PROBLEM DESCRIPTION: Could you reproduce the listing with every "innermost" swapped for "most central", changing nothing else and leaving out the pictures?
=-=-=-=-=
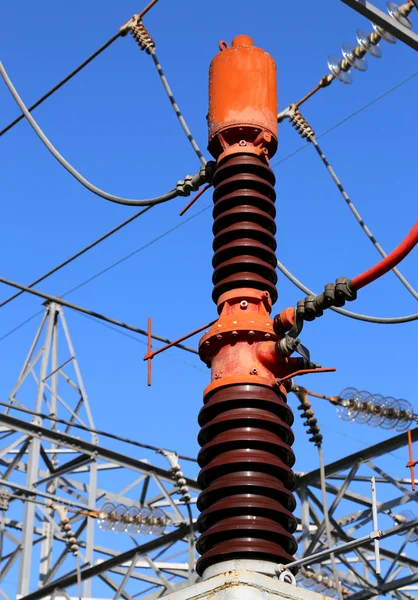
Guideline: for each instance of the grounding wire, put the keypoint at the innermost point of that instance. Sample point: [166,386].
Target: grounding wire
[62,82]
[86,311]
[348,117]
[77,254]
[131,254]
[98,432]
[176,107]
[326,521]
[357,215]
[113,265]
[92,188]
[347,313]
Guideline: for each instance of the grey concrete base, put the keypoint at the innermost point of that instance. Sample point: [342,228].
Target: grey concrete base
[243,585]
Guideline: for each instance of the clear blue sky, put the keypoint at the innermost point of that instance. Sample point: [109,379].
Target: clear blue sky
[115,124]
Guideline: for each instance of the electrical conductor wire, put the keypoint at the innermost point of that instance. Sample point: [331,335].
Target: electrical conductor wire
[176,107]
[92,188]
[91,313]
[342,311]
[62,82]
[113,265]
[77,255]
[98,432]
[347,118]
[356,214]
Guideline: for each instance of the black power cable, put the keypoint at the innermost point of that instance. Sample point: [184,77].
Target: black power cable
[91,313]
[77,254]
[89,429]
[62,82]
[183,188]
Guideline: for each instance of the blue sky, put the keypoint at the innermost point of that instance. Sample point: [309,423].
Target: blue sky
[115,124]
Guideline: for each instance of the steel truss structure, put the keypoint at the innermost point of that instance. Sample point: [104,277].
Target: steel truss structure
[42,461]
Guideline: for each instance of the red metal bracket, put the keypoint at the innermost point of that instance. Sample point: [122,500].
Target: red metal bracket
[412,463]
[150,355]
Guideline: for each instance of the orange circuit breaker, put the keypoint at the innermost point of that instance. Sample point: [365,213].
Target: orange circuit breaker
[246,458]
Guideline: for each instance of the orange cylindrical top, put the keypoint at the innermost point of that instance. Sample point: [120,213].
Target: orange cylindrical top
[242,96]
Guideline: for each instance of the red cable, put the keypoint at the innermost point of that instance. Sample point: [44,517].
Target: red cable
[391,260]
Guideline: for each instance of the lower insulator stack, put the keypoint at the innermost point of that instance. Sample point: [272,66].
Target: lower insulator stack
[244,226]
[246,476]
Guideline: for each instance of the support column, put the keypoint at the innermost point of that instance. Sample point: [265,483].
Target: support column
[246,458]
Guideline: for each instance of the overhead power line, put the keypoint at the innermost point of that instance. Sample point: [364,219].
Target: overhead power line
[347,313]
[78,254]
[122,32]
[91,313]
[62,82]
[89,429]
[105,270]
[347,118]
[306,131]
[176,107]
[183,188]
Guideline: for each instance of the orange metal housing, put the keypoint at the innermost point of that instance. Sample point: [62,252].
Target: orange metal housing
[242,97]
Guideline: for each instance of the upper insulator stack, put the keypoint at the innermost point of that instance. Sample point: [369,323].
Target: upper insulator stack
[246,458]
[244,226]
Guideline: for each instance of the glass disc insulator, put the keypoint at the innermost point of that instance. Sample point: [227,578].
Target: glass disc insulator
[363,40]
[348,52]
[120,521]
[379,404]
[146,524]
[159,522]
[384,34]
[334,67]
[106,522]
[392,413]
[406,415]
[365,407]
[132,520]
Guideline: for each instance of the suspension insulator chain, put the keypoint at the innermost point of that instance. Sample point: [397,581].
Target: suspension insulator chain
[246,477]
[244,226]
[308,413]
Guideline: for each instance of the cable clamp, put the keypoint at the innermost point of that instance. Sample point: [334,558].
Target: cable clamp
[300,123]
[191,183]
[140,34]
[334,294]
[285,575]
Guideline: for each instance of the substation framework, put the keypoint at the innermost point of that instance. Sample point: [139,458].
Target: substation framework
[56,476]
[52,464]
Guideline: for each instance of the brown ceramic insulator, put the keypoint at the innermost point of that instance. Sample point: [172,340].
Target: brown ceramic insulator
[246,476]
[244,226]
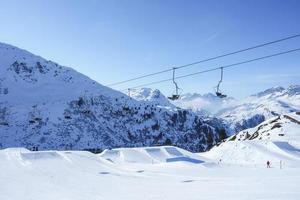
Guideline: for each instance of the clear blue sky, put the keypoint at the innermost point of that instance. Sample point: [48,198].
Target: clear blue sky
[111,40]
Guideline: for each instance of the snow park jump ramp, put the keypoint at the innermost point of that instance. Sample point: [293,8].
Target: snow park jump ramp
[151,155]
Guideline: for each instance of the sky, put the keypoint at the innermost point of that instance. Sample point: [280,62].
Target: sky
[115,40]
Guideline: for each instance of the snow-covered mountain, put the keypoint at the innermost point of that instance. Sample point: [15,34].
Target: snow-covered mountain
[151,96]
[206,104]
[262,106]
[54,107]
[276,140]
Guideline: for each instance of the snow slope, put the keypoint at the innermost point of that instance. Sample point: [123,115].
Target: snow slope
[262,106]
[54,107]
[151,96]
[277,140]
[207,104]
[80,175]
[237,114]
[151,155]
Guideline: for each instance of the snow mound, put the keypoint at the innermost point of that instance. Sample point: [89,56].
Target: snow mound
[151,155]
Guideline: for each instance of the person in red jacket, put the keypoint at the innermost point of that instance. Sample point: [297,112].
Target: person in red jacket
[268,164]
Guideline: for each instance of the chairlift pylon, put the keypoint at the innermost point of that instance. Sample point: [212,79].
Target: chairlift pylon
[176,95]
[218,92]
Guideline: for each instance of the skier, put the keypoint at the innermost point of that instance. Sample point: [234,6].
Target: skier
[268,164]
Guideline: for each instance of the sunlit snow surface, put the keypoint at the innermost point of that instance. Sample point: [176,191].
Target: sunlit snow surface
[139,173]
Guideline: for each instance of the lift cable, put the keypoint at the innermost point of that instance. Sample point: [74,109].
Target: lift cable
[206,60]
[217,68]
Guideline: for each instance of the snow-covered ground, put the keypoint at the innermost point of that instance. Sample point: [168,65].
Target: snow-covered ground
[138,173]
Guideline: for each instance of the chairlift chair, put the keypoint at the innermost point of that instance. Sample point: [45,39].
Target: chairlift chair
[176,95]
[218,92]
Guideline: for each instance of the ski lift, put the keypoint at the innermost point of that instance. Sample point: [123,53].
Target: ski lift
=-=-=-=-=
ANSWER TO THE TASK:
Guideline: for each instance of the grounding wire, put the keypoint at the most central point of that instance. Sample point: [166,386].
Target: grounding wire
[62,82]
[86,311]
[348,117]
[77,254]
[131,254]
[98,432]
[176,107]
[326,521]
[357,215]
[113,265]
[92,188]
[347,313]
Guideline: for each instance of the grey concrete base, put the keypoint at the most central point of that instance. Sample point: [342,228].
Target: grey concrete base
[243,585]
Guideline: for each instance of the clear blue sky, put the keypoint at the most central point of that instance. Sample point: [109,379].
Target: clear blue sky
[115,124]
Guideline: for each instance of the electrical conductor wire, put the keypoint at the most central point of that instance. Sample point: [331,335].
Target: electrical conductor wire
[176,107]
[92,188]
[91,313]
[342,311]
[62,82]
[113,265]
[77,255]
[98,432]
[347,118]
[356,214]
Guideline: for each instance of the black power cable, put the keypoint at the most central point of that instance. Sample point: [184,77].
Target: black power cable
[91,313]
[77,254]
[89,429]
[62,82]
[183,188]
Guideline: for each instance of the blue sky, put the keypoint at the most central point of that instance. Sample point: [309,423].
Target: blue sky
[115,124]
Guideline: for each instance of the steel truss structure, put the keypoint at the most central point of that instance. Sample point: [104,277].
Target: steel truss structure
[42,461]
Guideline: for each instance of the red metal bracket, put the keypoint at the most central point of that instance. Sample point: [122,500].
Target: red metal bracket
[412,463]
[150,355]
Guideline: for each instance of the orange circuit breaker, put the keypoint at the most central point of that instance. Sample point: [365,213].
Target: orange circuit breaker
[246,458]
Guideline: for each instance of the orange cylindrical top, put the keypoint at the most central point of that instance. Sample point: [120,213].
Target: orange cylindrical top
[242,96]
Guideline: for each instance of the red cable, put the keypoint at the most central point of that instance. Sample point: [44,517].
Target: red cable
[391,260]
Guideline: for each instance of the lower insulator stack, put the keypoint at the most central point of that instance. Sample point: [272,66].
Target: lower insulator stack
[244,226]
[246,476]
Guideline: for each instance of the support column, put the keypoint at the most central point of that instance. Sample point: [265,483].
Target: support column
[246,458]
Guideline: for each instance of the overhead power line, put the keypoint at the most central point of that instance. Sample point: [364,219].
Target: overhead power line
[347,313]
[78,254]
[122,32]
[91,313]
[62,82]
[89,429]
[105,270]
[347,118]
[306,131]
[176,107]
[183,188]
Guideline: for each instance of the orange metal housing, put the keypoint at the most central point of that instance. Sample point: [62,252].
Target: orange metal housing
[242,97]
Guideline: for each instance of the upper insulator stack, put the keypoint at the most central point of that instance. Sample point: [369,323].
Target: upper insulator stack
[246,458]
[244,226]
Guideline: for each instance of the glass disc insulator, put the keypoint at the most central point of that instance. Sample point: [227,578].
Target: glass disc insulator
[363,40]
[348,52]
[120,521]
[379,404]
[146,524]
[159,522]
[384,34]
[334,67]
[106,522]
[392,413]
[406,415]
[365,407]
[132,520]
Guideline: for each instance of the suspension insulator chain, put the keypoint at the most central point of that instance. Sample point: [397,581].
Target: suspension insulator chain
[246,477]
[244,226]
[308,413]
Guideline: for each instance of the cable clamp, put the keypoint at the most central point of that instance. Sample point: [334,558].
Target: cable clamp
[300,123]
[191,183]
[140,34]
[334,294]
[285,575]
Guideline: for each instance of the substation framework, put the keypoint at the most central point of that instance. Sample point: [139,458].
Target: substation framework
[56,476]
[52,464]
Guideline: for each instance of the brown ceramic insulator, put the keypoint at the most central point of that instance. Sample point: [172,340].
Target: brown ceramic insulator
[246,476]
[244,226]
Guideline: for each instance of the clear blue sky, put the keypoint at the most central point of that instance. Sample point: [48,198].
Target: clear blue sky
[111,40]
Guideline: for each instance of the snow park jump ramp, put the keypoint at the most central point of that instance. Sample point: [293,8].
Target: snow park jump ramp
[151,155]
Guideline: for each instance of the sky, put the keypoint at the most central point of that instance. Sample point: [280,62].
Target: sky
[115,40]
Guideline: for each instance of the snow-covered mountain, put the keypoint at the most central point of that instance. Sample point: [15,34].
Target: snow-covered mountain
[151,96]
[206,104]
[262,106]
[54,107]
[276,140]
Guideline: for each instance of the snow slope, put the keypoint at the most central point of that instance. Sample point: [123,115].
Target: snow slope
[262,106]
[54,107]
[151,96]
[277,140]
[207,104]
[80,175]
[237,114]
[151,155]
Guideline: for each instance of the snow mound, put the keypoint at the most central point of that instance. Sample point: [89,56].
Target: snow mound
[151,155]
Guideline: for each instance of the person in red jacket, put the keypoint at the most central point of that instance. Sample point: [297,112].
Target: person in red jacket
[268,164]
Guideline: for each instance of the chairlift pylon, put the keypoint at the most central point of that instance. Sample point: [212,79].
Target: chairlift pylon
[176,95]
[218,92]
Guideline: for each instance of the skier, put the keypoint at the most central point of that instance. Sample point: [234,6].
Target: skier
[268,164]
Guideline: for each instance of the sunlit snow surface, put the keypoint at the most central point of that instance. Sample point: [176,191].
Target: sunlit snow surface
[139,173]
Guideline: for each instance of the lift cable, put the keypoint at the most central point of that instance. Sample point: [74,109].
Target: lift cable
[206,60]
[217,68]
Guideline: for each instance of the snow-covered ground, put the keypoint at the most central point of that instance. Sample point: [168,65].
Target: snow-covered ground
[138,173]
Guideline: for each instance of the chairlift chair, put the keypoint at the most central point of that instance. Sample point: [45,39].
Target: chairlift chair
[176,95]
[218,92]
Guideline: for each instance of the ski lift, put the keypoint at the most central point of that instance. Sample point: [123,53].
Target: ski lift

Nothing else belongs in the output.